The answer must be a single number: how many lines of the records below contain "emit".
......
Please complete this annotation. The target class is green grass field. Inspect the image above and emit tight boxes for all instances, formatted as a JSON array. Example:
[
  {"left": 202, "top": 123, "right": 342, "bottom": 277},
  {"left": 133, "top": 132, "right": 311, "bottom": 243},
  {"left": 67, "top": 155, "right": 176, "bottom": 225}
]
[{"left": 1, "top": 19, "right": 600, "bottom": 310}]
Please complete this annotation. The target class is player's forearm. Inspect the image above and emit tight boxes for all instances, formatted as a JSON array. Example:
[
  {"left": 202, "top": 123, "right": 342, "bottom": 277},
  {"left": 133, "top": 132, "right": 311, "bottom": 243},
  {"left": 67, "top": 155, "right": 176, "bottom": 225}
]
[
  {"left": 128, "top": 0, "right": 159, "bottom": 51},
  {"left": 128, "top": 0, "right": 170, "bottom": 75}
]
......
* [EXERCISE ANSWER]: 2